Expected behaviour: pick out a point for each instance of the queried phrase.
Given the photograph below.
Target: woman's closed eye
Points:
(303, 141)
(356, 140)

-- What you need to do --
Set down the whole of the data, exactly as it stands.

-- Answer for this exercise --
Expected behaviour: pick out a point for each instance of the queried phrase.
Given the photograph below.
Target: woman's closed eye
Points:
(303, 141)
(356, 140)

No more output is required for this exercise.